(EXCERPTED TEXT):
________________
5 Questions with Post-Doctoral Fellow Alanna Bergman
Educated at St. Louis, Temple, and Johns Hopkins Universities, Bergman is a former surgical ICU nurse who discovered a love for research while working with people with HIV at a Ryan White clinic at Einstein Medical Center in Philadelphia. In addition to working domestically with people who have substance use disorder who concurrently suffer from infectious diseases, Bergman studies people with tuberculosis (TB) and HIV who live in South Africa and Tanzania, two TB endemic countries, to determine how stigma impacts patients’ ability and willingness to engage in care.
Talk about your path into nursing.
“I thought I wanted to be pre-law, but, as an undergraduate, went to a hospital to observe a nurse for a day and was hooked. I remember going into the gross anatomy lab and thinking, ‘OK, this is weird and gross and cool, and, yeah, I’ll do that.’”
What were your early nursing jobs?
“I was in the surgical ICU first, a level 1 trauma center in Philadelphia, which was always crazy and dramatic and constantly exciting. I had access to all this new technology and, even though I didn’t fully appreciate research at that point, I was constantly learning through osmosis.”
What made you pivot into research?
________________
(DATA):
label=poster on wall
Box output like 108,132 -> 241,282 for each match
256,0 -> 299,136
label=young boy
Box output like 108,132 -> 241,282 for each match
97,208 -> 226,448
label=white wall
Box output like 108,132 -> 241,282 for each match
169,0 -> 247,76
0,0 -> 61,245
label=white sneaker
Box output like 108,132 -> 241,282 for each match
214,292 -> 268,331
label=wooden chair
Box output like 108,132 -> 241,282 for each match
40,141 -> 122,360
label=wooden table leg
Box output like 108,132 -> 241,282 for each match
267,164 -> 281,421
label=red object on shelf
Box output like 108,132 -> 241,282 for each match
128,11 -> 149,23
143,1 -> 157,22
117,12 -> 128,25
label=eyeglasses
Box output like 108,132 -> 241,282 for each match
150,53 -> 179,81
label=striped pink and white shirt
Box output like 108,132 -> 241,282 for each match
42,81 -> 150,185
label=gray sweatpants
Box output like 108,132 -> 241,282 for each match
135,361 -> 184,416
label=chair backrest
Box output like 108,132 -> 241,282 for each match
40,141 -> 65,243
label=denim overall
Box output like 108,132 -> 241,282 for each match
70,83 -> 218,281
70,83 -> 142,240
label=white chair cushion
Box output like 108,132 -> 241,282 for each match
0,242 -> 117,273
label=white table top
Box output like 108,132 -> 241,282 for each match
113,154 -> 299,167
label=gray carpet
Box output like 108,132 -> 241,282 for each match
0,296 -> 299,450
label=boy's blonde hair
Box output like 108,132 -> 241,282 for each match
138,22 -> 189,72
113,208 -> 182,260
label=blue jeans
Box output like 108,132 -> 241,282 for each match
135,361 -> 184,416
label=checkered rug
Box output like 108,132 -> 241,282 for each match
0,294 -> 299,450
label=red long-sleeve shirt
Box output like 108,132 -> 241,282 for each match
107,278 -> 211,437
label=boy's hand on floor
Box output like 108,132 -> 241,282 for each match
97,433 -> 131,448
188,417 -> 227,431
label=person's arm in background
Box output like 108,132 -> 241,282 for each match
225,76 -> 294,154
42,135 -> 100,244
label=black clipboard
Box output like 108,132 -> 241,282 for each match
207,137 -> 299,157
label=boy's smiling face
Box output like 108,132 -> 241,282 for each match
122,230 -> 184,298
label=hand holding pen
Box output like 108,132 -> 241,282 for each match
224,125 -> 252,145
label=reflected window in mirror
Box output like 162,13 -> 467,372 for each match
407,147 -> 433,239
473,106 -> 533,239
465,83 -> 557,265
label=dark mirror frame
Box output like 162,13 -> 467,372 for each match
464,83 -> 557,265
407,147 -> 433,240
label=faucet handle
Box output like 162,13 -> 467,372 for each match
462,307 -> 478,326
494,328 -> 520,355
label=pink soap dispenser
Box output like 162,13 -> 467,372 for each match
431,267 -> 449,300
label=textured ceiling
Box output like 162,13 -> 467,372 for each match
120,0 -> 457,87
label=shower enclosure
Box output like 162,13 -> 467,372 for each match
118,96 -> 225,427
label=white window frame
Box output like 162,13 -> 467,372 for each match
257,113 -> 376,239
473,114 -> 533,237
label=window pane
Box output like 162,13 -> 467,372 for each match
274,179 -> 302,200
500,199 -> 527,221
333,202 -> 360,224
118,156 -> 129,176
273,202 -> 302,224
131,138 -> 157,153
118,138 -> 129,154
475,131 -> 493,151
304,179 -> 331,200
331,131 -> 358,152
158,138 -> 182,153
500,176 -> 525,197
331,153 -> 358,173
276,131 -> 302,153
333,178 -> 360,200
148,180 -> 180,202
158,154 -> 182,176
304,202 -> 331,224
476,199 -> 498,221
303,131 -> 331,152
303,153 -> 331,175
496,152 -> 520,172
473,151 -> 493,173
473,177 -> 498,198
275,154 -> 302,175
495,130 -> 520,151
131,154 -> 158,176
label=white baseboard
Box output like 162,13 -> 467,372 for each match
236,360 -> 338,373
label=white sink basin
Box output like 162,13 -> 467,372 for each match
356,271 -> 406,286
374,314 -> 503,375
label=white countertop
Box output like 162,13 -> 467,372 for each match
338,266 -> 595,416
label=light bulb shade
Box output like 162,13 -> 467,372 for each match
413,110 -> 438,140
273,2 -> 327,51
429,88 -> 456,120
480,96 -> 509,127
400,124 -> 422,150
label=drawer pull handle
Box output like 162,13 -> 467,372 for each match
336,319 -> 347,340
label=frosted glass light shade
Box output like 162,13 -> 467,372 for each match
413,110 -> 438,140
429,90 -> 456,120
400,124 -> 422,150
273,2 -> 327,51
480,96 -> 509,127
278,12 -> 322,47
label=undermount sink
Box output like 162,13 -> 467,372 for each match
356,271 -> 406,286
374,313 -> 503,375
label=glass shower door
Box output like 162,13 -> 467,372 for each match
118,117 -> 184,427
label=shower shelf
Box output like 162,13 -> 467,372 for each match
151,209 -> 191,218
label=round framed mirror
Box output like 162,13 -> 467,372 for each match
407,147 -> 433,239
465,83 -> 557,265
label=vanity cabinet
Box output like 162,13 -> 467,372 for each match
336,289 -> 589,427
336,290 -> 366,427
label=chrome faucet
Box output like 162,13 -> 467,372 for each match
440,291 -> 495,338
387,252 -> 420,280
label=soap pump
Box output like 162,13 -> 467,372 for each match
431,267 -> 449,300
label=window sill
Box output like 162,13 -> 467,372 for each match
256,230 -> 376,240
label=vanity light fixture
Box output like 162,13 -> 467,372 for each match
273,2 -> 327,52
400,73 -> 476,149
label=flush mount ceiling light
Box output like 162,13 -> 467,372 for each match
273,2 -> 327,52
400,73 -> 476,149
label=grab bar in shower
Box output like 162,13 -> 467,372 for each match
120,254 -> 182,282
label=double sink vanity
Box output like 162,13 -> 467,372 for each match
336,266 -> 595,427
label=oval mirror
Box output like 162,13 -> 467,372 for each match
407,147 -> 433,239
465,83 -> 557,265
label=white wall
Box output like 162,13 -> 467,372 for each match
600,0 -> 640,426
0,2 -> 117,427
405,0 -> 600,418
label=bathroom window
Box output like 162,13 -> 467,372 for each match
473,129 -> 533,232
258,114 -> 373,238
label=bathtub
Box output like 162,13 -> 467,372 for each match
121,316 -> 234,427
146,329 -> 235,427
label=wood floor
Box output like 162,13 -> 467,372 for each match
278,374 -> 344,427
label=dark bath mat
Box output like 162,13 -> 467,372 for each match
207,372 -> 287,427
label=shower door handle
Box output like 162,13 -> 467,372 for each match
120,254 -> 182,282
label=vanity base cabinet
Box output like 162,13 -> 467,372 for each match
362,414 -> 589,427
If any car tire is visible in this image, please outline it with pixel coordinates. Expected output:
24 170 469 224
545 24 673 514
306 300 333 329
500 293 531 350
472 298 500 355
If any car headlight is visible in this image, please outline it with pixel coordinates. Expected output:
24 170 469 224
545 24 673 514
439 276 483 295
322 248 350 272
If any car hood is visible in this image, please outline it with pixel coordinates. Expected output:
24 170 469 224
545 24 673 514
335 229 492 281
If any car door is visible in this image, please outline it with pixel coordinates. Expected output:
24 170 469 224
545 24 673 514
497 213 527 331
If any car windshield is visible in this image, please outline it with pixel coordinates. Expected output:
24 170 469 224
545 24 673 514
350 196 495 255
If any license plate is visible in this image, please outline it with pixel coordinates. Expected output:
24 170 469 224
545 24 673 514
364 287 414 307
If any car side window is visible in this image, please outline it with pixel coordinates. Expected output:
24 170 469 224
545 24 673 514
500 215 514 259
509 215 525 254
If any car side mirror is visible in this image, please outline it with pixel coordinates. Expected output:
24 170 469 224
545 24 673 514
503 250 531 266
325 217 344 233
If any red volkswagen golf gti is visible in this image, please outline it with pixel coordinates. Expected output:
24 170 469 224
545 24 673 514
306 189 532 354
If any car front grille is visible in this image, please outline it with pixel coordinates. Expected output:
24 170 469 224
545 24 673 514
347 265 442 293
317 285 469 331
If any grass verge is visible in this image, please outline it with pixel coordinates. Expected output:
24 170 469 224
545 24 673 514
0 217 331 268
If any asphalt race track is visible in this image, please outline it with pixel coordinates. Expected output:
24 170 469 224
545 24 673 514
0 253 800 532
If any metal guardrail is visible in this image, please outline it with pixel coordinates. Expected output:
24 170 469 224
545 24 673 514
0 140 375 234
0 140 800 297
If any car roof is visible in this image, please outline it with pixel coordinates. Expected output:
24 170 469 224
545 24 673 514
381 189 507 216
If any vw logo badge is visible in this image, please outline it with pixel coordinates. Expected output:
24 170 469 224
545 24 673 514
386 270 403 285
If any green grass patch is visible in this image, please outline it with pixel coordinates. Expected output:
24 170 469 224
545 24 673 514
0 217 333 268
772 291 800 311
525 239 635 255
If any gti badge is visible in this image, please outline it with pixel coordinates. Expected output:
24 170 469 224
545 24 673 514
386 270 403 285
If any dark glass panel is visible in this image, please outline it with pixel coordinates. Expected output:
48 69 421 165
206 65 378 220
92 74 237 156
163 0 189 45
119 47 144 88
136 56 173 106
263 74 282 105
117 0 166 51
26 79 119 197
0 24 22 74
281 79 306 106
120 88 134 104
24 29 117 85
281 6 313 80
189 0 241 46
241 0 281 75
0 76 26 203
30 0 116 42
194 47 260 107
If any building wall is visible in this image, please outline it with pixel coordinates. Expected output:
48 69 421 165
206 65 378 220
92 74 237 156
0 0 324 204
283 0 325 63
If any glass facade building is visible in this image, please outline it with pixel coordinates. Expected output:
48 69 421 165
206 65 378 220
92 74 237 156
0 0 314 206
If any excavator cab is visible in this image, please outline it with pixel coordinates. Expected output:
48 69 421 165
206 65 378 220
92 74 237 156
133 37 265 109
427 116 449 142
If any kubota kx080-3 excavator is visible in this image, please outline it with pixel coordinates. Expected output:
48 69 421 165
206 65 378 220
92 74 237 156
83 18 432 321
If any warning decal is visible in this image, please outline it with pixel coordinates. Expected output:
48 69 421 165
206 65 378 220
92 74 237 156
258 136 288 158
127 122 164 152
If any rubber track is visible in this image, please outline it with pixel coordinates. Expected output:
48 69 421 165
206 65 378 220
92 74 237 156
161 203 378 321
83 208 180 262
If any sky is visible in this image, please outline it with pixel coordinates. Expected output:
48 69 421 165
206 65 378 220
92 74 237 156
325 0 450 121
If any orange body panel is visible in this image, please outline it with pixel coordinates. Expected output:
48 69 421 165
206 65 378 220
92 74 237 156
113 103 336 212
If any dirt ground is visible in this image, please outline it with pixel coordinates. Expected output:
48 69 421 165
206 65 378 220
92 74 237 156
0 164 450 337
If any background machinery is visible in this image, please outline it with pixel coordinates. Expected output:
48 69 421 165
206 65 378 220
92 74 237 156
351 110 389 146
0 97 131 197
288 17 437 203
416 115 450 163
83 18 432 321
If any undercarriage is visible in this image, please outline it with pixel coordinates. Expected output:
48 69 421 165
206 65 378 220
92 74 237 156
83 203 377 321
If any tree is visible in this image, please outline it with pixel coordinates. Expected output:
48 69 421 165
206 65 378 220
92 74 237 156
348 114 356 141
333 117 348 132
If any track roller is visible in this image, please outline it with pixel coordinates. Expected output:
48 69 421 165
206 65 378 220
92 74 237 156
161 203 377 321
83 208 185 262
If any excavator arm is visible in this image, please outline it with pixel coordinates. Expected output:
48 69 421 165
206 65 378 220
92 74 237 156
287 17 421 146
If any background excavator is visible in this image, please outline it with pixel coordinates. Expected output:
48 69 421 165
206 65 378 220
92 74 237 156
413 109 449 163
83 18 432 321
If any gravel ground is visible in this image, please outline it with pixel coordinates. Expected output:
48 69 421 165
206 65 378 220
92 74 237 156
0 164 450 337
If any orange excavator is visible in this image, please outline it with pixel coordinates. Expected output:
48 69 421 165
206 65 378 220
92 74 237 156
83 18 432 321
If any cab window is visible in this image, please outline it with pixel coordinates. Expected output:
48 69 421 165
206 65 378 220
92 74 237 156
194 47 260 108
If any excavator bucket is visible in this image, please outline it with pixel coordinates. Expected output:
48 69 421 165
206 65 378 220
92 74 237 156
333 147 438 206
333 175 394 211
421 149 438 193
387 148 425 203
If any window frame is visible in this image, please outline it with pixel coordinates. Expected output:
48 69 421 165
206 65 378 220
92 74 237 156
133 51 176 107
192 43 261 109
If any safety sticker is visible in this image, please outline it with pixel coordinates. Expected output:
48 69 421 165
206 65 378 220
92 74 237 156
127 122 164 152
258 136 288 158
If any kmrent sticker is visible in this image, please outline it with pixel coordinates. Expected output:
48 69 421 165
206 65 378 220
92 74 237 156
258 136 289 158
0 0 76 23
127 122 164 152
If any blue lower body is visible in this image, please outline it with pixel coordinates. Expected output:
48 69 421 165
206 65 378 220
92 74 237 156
________________
(WORK INSTRUCTIONS):
A: According to the interview with Alanna Bergman, why does Bergman study people with tuberculosis and HIV in South Africa and Tanzania? Answer in one to three sentences.
B: Retype the part of the interview with Alanna Bergman starting with "5 Questions with" and going on through "engage in care.".
The data come from a source separate from the interview.

(ANSWERS TO THE EXERCISE):
A: She studies them to determine how stigma affects patients' ability and willingness to engage in care. Both countries are described as TB endemic.

B:
5 Questions with Post-Doctoral Fellow Alanna Bergman
Educated at St. Louis, Temple, and Johns Hopkins Universities, Bergman is a former surgical ICU nurse who discovered a love for research while working with people with HIV at a Ryan White clinic at Einstein Medical Center in Philadelphia. In addition to working domestically with people who have substance use disorder who concurrently suffer from infectious diseases, Bergman studies people with tuberculosis (TB) and HIV who live in South Africa and Tanzania, two TB endemic countries, to determine how stigma impacts patients’ ability and willingness to engage in care.